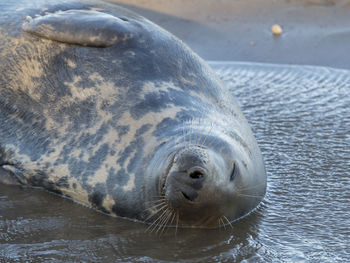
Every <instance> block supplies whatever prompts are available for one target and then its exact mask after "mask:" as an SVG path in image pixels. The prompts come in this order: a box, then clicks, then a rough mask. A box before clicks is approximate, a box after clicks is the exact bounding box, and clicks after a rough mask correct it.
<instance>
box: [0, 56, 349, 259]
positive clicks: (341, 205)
mask: <svg viewBox="0 0 350 263" xmlns="http://www.w3.org/2000/svg"><path fill="white" fill-rule="evenodd" d="M212 66H213V67H214V69H215V70H216V71H217V72H218V73H219V75H220V76H221V78H222V79H223V80H224V81H225V82H227V84H228V86H229V87H230V89H231V90H232V92H233V94H234V95H235V96H236V97H237V99H238V101H239V102H240V104H241V105H242V110H243V112H244V113H245V115H246V117H247V118H248V120H249V122H250V123H251V126H252V128H253V130H254V133H255V135H256V138H257V140H258V142H259V144H260V147H261V149H262V152H263V155H264V158H265V161H266V168H267V171H268V192H267V196H266V198H265V200H264V201H263V203H262V205H261V206H260V207H259V208H258V209H257V210H256V211H255V212H253V213H252V214H251V215H250V216H248V217H247V218H245V219H243V220H241V221H238V222H235V223H233V224H232V229H231V227H230V226H227V227H226V229H224V228H222V229H216V230H198V229H178V230H177V232H176V233H175V229H166V231H165V232H164V233H162V234H161V235H160V234H159V233H158V234H154V233H149V232H146V229H147V226H145V225H144V224H140V223H135V222H130V221H127V220H123V219H116V218H112V217H109V216H105V215H103V214H100V213H97V212H95V211H93V210H91V209H88V208H86V207H83V206H81V205H77V204H75V203H73V202H71V201H70V200H67V199H64V198H60V197H58V196H56V195H52V194H48V193H47V192H45V191H43V190H38V189H27V188H25V189H22V188H17V187H8V186H2V185H0V262H2V261H5V262H6V261H10V262H11V261H21V262H23V261H26V260H27V261H36V262H38V261H45V262H47V261H54V262H67V261H79V262H96V261H104V262H107V261H114V262H128V261H130V262H154V261H156V262H171V261H180V260H181V261H186V262H233V261H237V262H239V261H242V260H247V261H246V262H281V261H282V262H310V261H315V262H346V261H349V260H350V256H349V254H348V251H349V250H350V246H349V244H348V242H347V239H348V237H349V236H350V230H349V225H350V219H349V218H350V211H349V209H348V208H349V200H350V175H349V167H350V159H349V158H350V138H349V136H350V113H349V109H350V96H349V94H350V92H349V91H350V74H349V73H350V72H348V71H338V70H330V69H325V68H316V67H297V66H281V65H263V64H244V63H212Z"/></svg>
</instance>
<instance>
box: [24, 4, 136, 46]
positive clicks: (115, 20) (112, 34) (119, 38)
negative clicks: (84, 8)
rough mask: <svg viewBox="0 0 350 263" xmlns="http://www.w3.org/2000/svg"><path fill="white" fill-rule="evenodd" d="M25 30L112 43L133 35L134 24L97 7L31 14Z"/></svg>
mask: <svg viewBox="0 0 350 263" xmlns="http://www.w3.org/2000/svg"><path fill="white" fill-rule="evenodd" d="M22 28H23V30H24V31H26V32H28V33H32V34H34V35H38V36H40V37H44V38H47V39H50V40H54V41H59V42H64V43H68V44H76V45H81V46H89V47H109V46H112V45H114V44H116V43H118V42H119V41H122V40H125V39H127V38H128V37H131V36H132V33H131V32H132V30H133V25H132V24H131V23H130V22H129V21H128V19H126V18H118V17H116V16H112V15H109V14H106V13H102V12H98V11H94V10H68V11H59V12H57V13H53V14H47V15H44V16H39V17H36V18H34V19H33V18H31V17H27V20H26V21H25V22H24V24H23V26H22Z"/></svg>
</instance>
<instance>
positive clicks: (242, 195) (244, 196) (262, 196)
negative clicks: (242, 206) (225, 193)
mask: <svg viewBox="0 0 350 263" xmlns="http://www.w3.org/2000/svg"><path fill="white" fill-rule="evenodd" d="M237 195H238V196H243V197H251V198H262V197H264V195H247V194H241V193H237Z"/></svg>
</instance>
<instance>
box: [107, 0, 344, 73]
mask: <svg viewBox="0 0 350 263" xmlns="http://www.w3.org/2000/svg"><path fill="white" fill-rule="evenodd" d="M110 2H115V3H118V4H121V5H122V6H124V7H127V8H129V9H131V10H133V11H135V12H137V13H139V14H141V15H143V16H145V17H147V18H148V19H150V20H151V21H153V22H155V23H157V24H159V25H161V26H162V27H164V28H166V29H167V30H169V31H170V32H172V33H173V34H175V35H176V36H178V37H179V38H180V39H182V40H183V41H184V42H186V43H187V44H188V45H189V46H190V47H191V48H192V49H194V50H195V51H196V52H197V53H198V54H199V55H200V56H201V57H203V58H204V59H206V60H219V61H252V62H264V63H282V64H304V65H321V66H330V67H335V68H346V69H350V0H216V1H214V0H191V1H188V0H173V1H168V0H147V1H146V0H110ZM273 24H279V25H280V26H281V27H282V29H283V34H282V35H281V36H274V35H273V34H272V32H271V26H272V25H273Z"/></svg>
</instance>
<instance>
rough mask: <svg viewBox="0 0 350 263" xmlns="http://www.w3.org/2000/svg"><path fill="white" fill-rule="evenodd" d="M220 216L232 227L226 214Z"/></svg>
mask: <svg viewBox="0 0 350 263" xmlns="http://www.w3.org/2000/svg"><path fill="white" fill-rule="evenodd" d="M222 218H223V219H225V220H226V222H227V223H228V225H229V226H230V227H231V228H232V229H233V226H232V224H231V222H230V220H228V218H227V217H226V216H224V215H223V216H222Z"/></svg>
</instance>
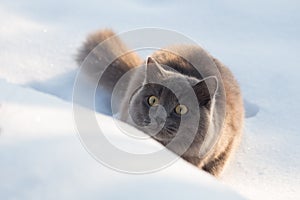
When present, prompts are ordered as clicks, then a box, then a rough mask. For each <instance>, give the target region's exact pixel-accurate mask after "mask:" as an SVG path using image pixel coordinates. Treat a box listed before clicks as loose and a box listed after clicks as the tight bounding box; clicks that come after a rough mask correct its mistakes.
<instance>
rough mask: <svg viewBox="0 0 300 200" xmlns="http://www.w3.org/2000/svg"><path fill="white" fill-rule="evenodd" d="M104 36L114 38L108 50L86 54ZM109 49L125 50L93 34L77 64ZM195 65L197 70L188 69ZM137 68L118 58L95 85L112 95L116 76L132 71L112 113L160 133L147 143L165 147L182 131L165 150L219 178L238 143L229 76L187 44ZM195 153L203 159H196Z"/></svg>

= What you will do =
Repeat all the items with "rough mask" switched to "coarse mask" everywhere and everything else unchanged. Omit the pictures.

= Answer for the task =
Every <instance> block supplies whatever prompts are available for one target and then its exact mask after "mask:" as an SVG path in image pixels. The prompts come in this order: a box, then clicks, then a coarse mask. A box before clicks is approximate, a box after clicks is the exact bounding box, and clicks after a coarse mask correct it.
<instance>
box: [0, 56, 349, 259]
positive clicks: (341, 205)
mask: <svg viewBox="0 0 350 263" xmlns="http://www.w3.org/2000/svg"><path fill="white" fill-rule="evenodd" d="M212 66H213V67H214V69H215V70H216V71H217V72H218V73H219V75H220V76H221V78H222V79H223V80H224V81H225V82H227V84H228V86H229V87H230V89H231V90H232V92H233V94H234V95H235V96H236V97H237V99H238V101H239V102H240V104H241V105H242V110H243V112H244V113H245V115H246V117H247V118H248V120H249V122H250V123H251V126H252V128H253V130H254V133H255V135H256V138H257V140H258V142H259V144H260V147H261V149H262V152H263V155H264V158H265V161H266V168H267V171H268V192H267V196H266V198H265V200H264V201H263V203H262V205H261V206H260V207H259V208H258V209H257V210H256V211H255V212H253V213H252V214H251V215H250V216H248V217H247V218H245V219H243V220H241V221H238V222H235V223H233V224H232V229H231V227H230V226H227V227H226V229H224V228H222V229H216V230H198V229H178V230H177V232H176V233H175V229H166V231H165V232H164V233H162V234H161V235H160V234H159V233H158V234H154V233H149V232H146V229H147V226H145V225H144V224H140V223H135V222H130V221H127V220H123V219H116V218H112V217H109V216H105V215H103V214H100V213H97V212H95V211H93V210H91V209H88V208H86V207H83V206H81V205H77V204H75V203H73V202H71V201H70V200H67V199H64V198H60V197H58V196H56V195H52V194H48V193H47V192H45V191H43V190H38V189H27V188H25V189H22V188H17V187H8V186H2V185H0V262H2V261H5V262H6V261H10V262H11V261H21V262H23V261H26V260H27V261H36V262H38V261H45V262H47V261H54V262H67V261H79V262H96V261H104V262H107V261H114V262H128V261H130V262H154V261H156V262H171V261H180V260H181V261H186V262H233V261H237V262H239V261H242V260H247V261H246V262H281V261H282V262H310V261H315V262H346V261H349V260H350V256H349V254H348V251H349V250H350V246H349V244H348V242H347V239H348V237H349V236H350V230H349V225H350V219H349V218H350V211H349V209H348V208H349V200H350V175H349V167H350V159H349V158H350V138H349V136H350V113H349V109H350V96H349V94H350V92H349V91H350V74H349V73H350V72H348V71H338V70H330V69H325V68H316V67H297V66H281V65H263V64H244V63H212Z"/></svg>
</instance>
<instance>
box: [24, 4, 136, 46]
positive clicks: (115, 20) (112, 34) (119, 38)
negative clicks: (84, 8)
coarse mask: <svg viewBox="0 0 350 263" xmlns="http://www.w3.org/2000/svg"><path fill="white" fill-rule="evenodd" d="M25 30L112 43L133 35L134 24L97 7L31 14Z"/></svg>
mask: <svg viewBox="0 0 350 263" xmlns="http://www.w3.org/2000/svg"><path fill="white" fill-rule="evenodd" d="M22 28H23V30H24V31H26V32H28V33H32V34H34V35H38V36H40V37H44V38H47V39H50V40H54V41H59V42H64V43H68V44H76V45H81V46H89V47H109V46H112V45H114V44H116V43H118V42H119V41H122V40H125V39H127V38H128V37H131V36H132V33H131V32H132V30H133V25H132V24H131V23H130V22H129V21H128V19H126V18H118V17H116V16H112V15H109V14H106V13H102V12H98V11H94V10H68V11H59V12H57V13H53V14H47V15H44V16H39V17H36V18H34V19H33V18H31V17H27V20H26V21H25V22H24V24H23V26H22Z"/></svg>
</instance>
<instance>
positive clicks: (242, 195) (244, 196) (262, 196)
negative clicks: (242, 206) (225, 193)
mask: <svg viewBox="0 0 350 263" xmlns="http://www.w3.org/2000/svg"><path fill="white" fill-rule="evenodd" d="M237 195H238V196H243V197H251V198H262V197H264V195H247V194H241V193H237Z"/></svg>
</instance>
<instance>
box: [107, 0, 344, 73]
mask: <svg viewBox="0 0 350 263" xmlns="http://www.w3.org/2000/svg"><path fill="white" fill-rule="evenodd" d="M110 2H115V3H118V4H121V5H122V6H124V7H127V8H129V9H131V10H133V11H135V12H137V13H139V14H141V15H143V16H145V17H147V18H148V19H150V20H151V21H153V22H155V23H157V24H159V25H161V26H162V27H164V28H166V29H167V30H169V31H170V32H172V33H173V34H175V35H176V36H178V37H179V38H180V39H182V40H183V41H184V42H186V43H187V44H188V45H189V46H190V47H191V48H192V49H194V50H195V51H196V52H197V53H198V54H199V55H200V56H201V57H203V58H204V59H206V60H219V61H252V62H264V63H282V64H304V65H321V66H330V67H335V68H346V69H350V0H216V1H214V0H191V1H188V0H173V1H168V0H147V1H146V0H110ZM273 24H279V25H280V26H281V27H282V29H283V34H282V35H281V36H274V35H273V34H272V32H271V26H272V25H273Z"/></svg>
</instance>
<instance>
coarse mask: <svg viewBox="0 0 350 263" xmlns="http://www.w3.org/2000/svg"><path fill="white" fill-rule="evenodd" d="M220 216L232 227L226 214Z"/></svg>
mask: <svg viewBox="0 0 350 263" xmlns="http://www.w3.org/2000/svg"><path fill="white" fill-rule="evenodd" d="M222 218H223V219H225V220H226V222H227V223H228V225H229V226H230V227H231V228H232V229H233V226H232V224H231V222H230V220H228V218H227V217H226V216H224V215H223V216H222Z"/></svg>
</instance>
When present, prompts are ordered as clicks, then a box, then a coarse mask. For each <instance>, give the target region's exact pixel-accurate mask after "mask:" as an SVG path using image pixel coordinates. Treat a box listed before clicks as loose and a box listed after clicks as the tight bounding box; clicks that come after a coarse mask correct its mistakes.
<instance>
coarse mask: <svg viewBox="0 0 300 200" xmlns="http://www.w3.org/2000/svg"><path fill="white" fill-rule="evenodd" d="M104 36L114 38L108 50L86 54ZM109 49L125 50L93 34L77 64ZM195 65L197 70L188 69ZM137 68L118 58L95 85L112 95L116 76L132 71L112 113L160 133L147 143L165 147L182 131L165 150L219 178L238 143L229 76L187 44ZM195 153L203 159H196Z"/></svg>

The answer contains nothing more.